*** Supplied records

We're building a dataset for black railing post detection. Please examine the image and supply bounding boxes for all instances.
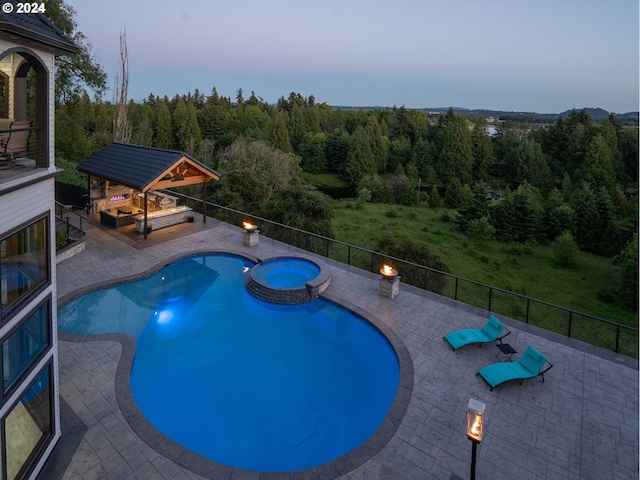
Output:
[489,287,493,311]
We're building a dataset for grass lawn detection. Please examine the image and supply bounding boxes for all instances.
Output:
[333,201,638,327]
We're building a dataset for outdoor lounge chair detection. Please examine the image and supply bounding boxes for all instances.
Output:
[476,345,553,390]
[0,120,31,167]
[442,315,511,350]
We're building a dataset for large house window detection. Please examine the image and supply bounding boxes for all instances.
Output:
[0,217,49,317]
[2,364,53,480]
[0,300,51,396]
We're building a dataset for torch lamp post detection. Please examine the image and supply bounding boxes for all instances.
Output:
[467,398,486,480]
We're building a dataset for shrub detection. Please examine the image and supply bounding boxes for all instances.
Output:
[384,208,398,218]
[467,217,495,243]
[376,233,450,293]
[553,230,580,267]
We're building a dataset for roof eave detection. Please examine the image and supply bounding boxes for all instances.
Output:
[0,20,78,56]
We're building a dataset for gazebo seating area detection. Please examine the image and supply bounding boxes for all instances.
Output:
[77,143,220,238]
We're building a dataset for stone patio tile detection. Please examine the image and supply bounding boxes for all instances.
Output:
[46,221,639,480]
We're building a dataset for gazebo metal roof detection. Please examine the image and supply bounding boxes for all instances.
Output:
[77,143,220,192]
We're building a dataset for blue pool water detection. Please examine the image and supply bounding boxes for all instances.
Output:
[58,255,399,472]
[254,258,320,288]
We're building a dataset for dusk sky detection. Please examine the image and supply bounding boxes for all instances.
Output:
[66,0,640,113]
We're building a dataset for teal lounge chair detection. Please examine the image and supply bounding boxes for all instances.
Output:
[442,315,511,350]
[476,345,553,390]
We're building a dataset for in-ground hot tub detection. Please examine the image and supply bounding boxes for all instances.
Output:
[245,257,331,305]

******

Exercise task: Retype all of the entries above word for word, leaving out the picture.

Result:
We're building a dataset for black railing post detection. Please examine the image and supply bounding boxes for all instances.
Output:
[489,287,493,311]
We're building a dataset for grass lawn detection. Please examine the image and supply bounding boxes for all instances.
Output:
[333,201,638,327]
We're building a dataset for outdoor lounge chair detection. Please examine the image and supply bounding boxes for all instances.
Output:
[476,345,553,390]
[0,120,31,167]
[442,315,511,350]
We're building a dataset for large house window detection. Please examine the image and supply bounding boxes for all instances.
Output:
[0,217,49,317]
[2,364,53,480]
[0,300,51,396]
We're building a dataset for torch lamp post detection. Please examine the image and supply bounding boxes for all instances.
Output:
[467,398,486,480]
We're building a dataset for shrub detection. Please examine the image and supply bounding boxes for all instances.
Output:
[384,208,398,218]
[467,217,495,243]
[376,233,450,293]
[553,230,580,267]
We're building a dataset for roof eave detection. Please examine the image and supply bounding boxes for all instances.
Output:
[0,20,78,56]
We're building a dataset for gazebo seating area detection. Please examine the image and supply bounding boxes for all instances.
Output:
[77,143,220,238]
We're building a dataset for stone patio tile detection. Please examine the image and supply bounding boxes for all instances.
Output:
[46,221,639,480]
We're building a dataset for gazebo metal roof detection. Please examine the image and supply bounding boxes for all instances.
Output:
[77,143,220,192]
We're building a dataset for blue pool water detection. Please examine the image and supply bounding boxes for all instances.
Output:
[58,255,399,472]
[254,258,320,288]
We're building a dataset for dusk sky detection. Please examine the image and supply bounding boxes for all instances.
Output:
[66,0,640,113]
We're building a dataset for teal lounge chair detection. Please examine the image and supply bounding boxes for all instances.
Output:
[442,315,511,350]
[476,345,553,390]
We're building a dataset for in-ground hot tub detection. Please examine the image and supply bounding boxes for all instances.
Output:
[245,257,331,305]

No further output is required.